*EXTRACTED TEXT*.
-- Opening Marker --

Tuesday, March 24, 2009

Re-leveraging to Counter De-leveraging

The US Financial Secretary's announcement on the 1trillion US saving plan has injected cocaine on the stock market. All major markets worldwide have experienced a rise by 3-5%.

Integrating with the previous re-purchasing of newly issued Treasuries by FED, the intention of the method of implementing Obama's pledge now is clearer. US government attempts to counter deleveraging by releveraging.

The re-leveraging is done by the 1trillion plan by initiating the participation of private equity. The ideas is simple: US government provides "storage fee/rent" and "insurance" against the "goods" while the private equity stores at no cost with the expected gain through sitting over till asset re-appreciation. Since US government can decide the amount of "dividends" to be minimial and supply half of the capital, private equity can have a leverage around, say, 80-95%. In other words, any 10% increase on the goods' prices can result in the 16-19% increase on private equity's revenue. The remaining 5-10% will be the risk premium for US government to replenish its own capital after a short period.

Another important mechanism is the submission of proposals to US government to apply for "trading licence" for the "goods". Through such mechanism US government can also limit the number of "bidders" to maximize the "potential gain/expected return amount". The rather incompetitive market can also be more convenient to be monitored (or even manipulated when necessary): the key point is to maintain the price of the "goods".

A risk is associated with the above measure: the potential USD depreciation due to the pumping of money on the asset with uncertain value. Nevertheless, the FED's action of re-purchasing the newly issued treasuries has minimized the adverse effect.

The purchase at a premium can provide supports to the Treasuries price and maintain its shelter status. As long as there are other countries/parties continuing their supports, the demand of USD is there, and hence the price will not subject to great depreciation.

Also, the purchase itself injects money to the US government which will soon need a stable and an ample supply of capital. By the above action FED has stablized and capitalized, and can continue to supply the capital for US government low cost.

What will the US government do with the capital? Recall the previous stimuli plan?

The current saving measures are only a part of the plan, and only kill the pain. The source of the problem is the alreaady collapsed property and asset market. Property, being the last most reliable collateral next to land, will serve great purpose on rebooting the overall market.

To reboot the overall property market, they need people who can afford the property, or at least the mortgage of it. While the previous money selling approach by FED can serve the purpose of re-liquidating the market bypassing banks, the real deal comes with government expenditure, especuially on infra-structures, medical reformation, and potential new inventions on high-tech. US government needs money to perform these tasks, and FED prints to them by buying the US treasuries.

-- Closing Marker --

(Data records)
-- Opening Marker --

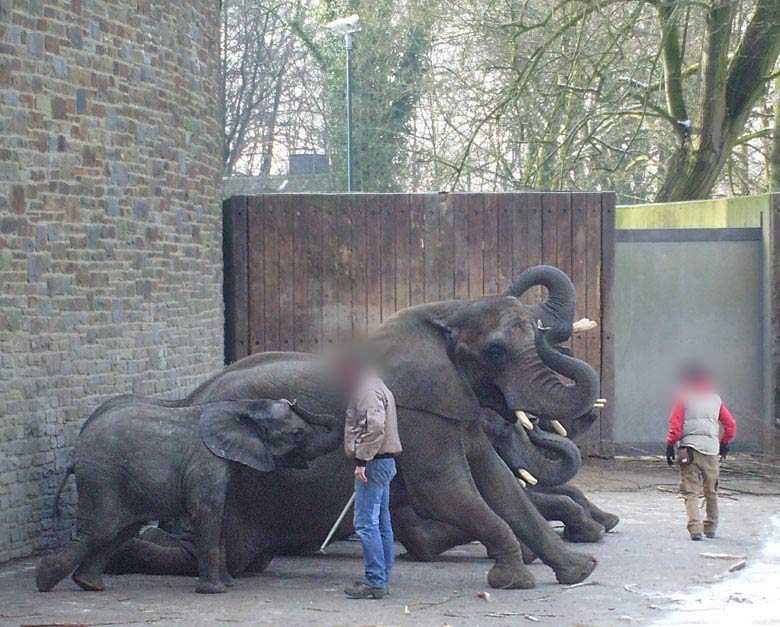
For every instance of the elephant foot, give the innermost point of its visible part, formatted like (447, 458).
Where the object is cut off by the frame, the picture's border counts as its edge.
(509, 573)
(610, 521)
(210, 587)
(50, 571)
(588, 532)
(578, 569)
(415, 556)
(91, 582)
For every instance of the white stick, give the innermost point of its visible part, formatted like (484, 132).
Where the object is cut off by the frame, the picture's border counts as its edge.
(338, 521)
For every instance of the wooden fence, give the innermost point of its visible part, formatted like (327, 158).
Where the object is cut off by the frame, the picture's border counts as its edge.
(303, 271)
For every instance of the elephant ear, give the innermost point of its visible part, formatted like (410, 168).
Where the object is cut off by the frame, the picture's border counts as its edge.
(232, 435)
(419, 371)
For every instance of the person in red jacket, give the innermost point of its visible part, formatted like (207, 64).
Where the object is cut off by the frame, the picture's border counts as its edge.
(695, 423)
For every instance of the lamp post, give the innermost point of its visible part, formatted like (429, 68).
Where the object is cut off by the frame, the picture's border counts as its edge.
(347, 26)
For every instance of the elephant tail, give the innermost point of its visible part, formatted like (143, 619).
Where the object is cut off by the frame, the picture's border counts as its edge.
(55, 506)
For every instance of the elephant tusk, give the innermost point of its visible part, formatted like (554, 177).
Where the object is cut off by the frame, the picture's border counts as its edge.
(559, 428)
(527, 476)
(581, 326)
(524, 420)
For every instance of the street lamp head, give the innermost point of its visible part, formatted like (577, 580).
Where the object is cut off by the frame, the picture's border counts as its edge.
(344, 25)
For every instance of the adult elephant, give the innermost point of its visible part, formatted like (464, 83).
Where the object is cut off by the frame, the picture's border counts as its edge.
(557, 314)
(444, 362)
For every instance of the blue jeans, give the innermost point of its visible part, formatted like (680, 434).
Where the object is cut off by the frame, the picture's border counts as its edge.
(372, 521)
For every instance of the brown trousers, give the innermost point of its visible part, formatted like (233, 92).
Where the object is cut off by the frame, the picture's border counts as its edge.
(701, 476)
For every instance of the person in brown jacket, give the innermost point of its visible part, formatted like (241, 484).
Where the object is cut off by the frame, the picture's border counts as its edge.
(371, 439)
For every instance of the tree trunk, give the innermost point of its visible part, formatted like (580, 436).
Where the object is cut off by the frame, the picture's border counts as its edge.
(774, 159)
(728, 93)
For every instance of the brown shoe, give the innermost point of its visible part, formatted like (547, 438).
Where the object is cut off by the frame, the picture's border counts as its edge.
(364, 591)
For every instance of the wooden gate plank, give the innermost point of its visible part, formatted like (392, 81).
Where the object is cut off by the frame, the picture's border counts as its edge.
(579, 269)
(505, 256)
(271, 270)
(374, 263)
(344, 253)
(402, 261)
(607, 320)
(387, 276)
(300, 270)
(490, 283)
(550, 228)
(591, 440)
(286, 275)
(236, 279)
(563, 231)
(446, 257)
(475, 245)
(314, 273)
(520, 242)
(534, 241)
(330, 246)
(459, 207)
(432, 250)
(359, 264)
(417, 211)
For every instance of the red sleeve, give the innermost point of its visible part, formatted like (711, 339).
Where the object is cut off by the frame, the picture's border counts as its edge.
(729, 424)
(676, 420)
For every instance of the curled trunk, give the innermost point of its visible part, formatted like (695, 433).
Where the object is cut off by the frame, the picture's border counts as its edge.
(561, 401)
(557, 312)
(551, 458)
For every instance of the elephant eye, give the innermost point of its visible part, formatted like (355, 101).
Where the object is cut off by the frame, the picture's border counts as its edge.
(496, 355)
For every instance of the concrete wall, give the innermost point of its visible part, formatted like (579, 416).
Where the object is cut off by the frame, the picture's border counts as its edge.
(677, 300)
(110, 227)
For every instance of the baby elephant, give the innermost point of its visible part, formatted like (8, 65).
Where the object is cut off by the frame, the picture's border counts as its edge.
(138, 460)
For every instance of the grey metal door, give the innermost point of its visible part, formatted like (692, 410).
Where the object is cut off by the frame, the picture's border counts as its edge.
(684, 294)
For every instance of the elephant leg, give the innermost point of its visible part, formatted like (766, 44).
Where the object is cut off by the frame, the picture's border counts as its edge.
(206, 504)
(224, 575)
(140, 555)
(425, 539)
(607, 520)
(89, 574)
(441, 487)
(503, 494)
(578, 525)
(99, 520)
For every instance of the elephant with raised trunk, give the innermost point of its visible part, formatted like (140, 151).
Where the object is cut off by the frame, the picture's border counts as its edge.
(444, 362)
(545, 463)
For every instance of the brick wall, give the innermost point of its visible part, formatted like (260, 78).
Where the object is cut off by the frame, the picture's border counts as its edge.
(110, 227)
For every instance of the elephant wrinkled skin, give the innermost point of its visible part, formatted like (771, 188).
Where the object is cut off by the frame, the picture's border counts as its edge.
(444, 362)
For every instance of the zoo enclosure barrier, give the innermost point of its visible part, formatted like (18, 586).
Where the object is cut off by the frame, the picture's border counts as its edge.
(303, 271)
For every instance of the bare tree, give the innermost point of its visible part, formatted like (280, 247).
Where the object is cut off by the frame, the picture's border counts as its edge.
(728, 89)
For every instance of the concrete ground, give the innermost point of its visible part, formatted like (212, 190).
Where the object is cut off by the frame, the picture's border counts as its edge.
(643, 566)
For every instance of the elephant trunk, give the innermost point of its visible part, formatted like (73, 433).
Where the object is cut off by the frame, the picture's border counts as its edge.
(551, 458)
(561, 401)
(557, 312)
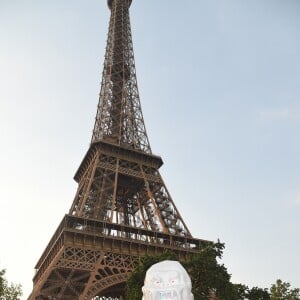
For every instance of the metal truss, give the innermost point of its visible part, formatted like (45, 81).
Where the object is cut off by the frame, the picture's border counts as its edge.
(119, 118)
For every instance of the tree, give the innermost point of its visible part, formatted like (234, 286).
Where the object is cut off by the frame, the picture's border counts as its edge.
(207, 275)
(9, 291)
(282, 291)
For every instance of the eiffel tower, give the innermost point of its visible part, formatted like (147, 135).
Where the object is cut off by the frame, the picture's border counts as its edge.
(122, 209)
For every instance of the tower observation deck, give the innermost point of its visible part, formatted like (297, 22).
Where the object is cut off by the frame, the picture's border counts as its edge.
(122, 209)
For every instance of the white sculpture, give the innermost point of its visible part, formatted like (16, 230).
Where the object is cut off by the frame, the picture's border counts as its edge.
(167, 280)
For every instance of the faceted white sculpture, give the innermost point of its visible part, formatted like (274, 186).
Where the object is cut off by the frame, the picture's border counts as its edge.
(167, 280)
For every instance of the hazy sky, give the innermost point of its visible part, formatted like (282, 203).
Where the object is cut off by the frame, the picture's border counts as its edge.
(219, 82)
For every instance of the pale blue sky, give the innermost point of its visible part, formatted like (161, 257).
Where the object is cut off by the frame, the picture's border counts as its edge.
(219, 83)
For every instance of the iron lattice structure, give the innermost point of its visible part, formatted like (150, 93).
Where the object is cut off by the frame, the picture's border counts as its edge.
(122, 209)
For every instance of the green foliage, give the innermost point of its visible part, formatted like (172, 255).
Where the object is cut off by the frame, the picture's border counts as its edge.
(9, 291)
(208, 275)
(210, 279)
(282, 291)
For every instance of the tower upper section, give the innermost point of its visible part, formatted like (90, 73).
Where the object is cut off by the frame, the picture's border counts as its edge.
(119, 118)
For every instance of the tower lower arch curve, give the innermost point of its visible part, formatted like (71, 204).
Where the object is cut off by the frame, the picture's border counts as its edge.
(110, 286)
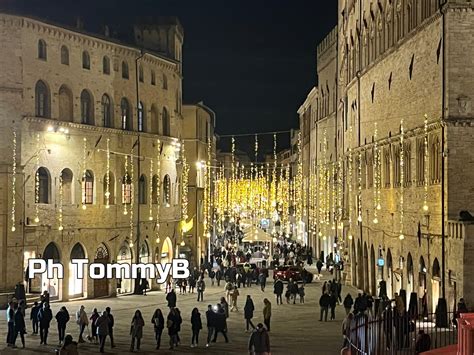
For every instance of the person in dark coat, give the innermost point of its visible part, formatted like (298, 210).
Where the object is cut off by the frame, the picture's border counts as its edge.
(324, 301)
(278, 290)
(348, 302)
(248, 312)
(62, 317)
(44, 316)
(159, 324)
(171, 298)
(20, 327)
(259, 342)
(220, 323)
(34, 317)
(196, 326)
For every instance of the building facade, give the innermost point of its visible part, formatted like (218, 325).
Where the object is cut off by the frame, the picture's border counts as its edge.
(90, 157)
(401, 157)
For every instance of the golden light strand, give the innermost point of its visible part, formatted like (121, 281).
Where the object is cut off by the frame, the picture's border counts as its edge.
(13, 211)
(402, 177)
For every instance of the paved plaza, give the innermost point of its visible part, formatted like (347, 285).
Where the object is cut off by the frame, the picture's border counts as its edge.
(295, 329)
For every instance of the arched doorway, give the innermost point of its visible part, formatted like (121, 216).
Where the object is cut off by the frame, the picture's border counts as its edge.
(102, 256)
(389, 274)
(410, 276)
(51, 252)
(76, 285)
(125, 257)
(435, 283)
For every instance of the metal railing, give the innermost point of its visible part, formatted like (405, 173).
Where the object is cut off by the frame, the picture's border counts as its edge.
(392, 333)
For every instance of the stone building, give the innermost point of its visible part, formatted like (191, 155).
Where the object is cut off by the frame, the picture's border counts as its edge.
(200, 147)
(402, 133)
(98, 126)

-- Closing Marker --

*EXERCISE 1*.
According to the post on re-leveraging, why does the Fed's repurchase of newly issued Treasuries limit the risk of USD depreciation? Answer in one to three sentences.
*EXERCISE 2*.
Return the passage of the post on re-leveraging from "A risk is associated" to "to great depreciation.", copied word for word.
Rely only on the post on re-leveraging for these tasks.

*RESPONSE BOX 1*.
Buying Treasuries at a premium supports their price and keeps their status as a shelter. As long as other countries or parties continue their support, demand for the USD remains, so the dollar will not depreciate greatly.

*RESPONSE BOX 2*.
A risk is associated with the above measure: the potential USD depreciation due to the pumping of money on the asset with uncertain value. Nevertheless, the FED's action of re-purchasing the newly issued treasuries has minimized the adverse effect.

The purchase at a premium can provide supports to the Treasuries price and maintain its shelter status. As long as there are other countries/parties continuing their supports, the demand of USD is there, and hence the price will not subject to great depreciation.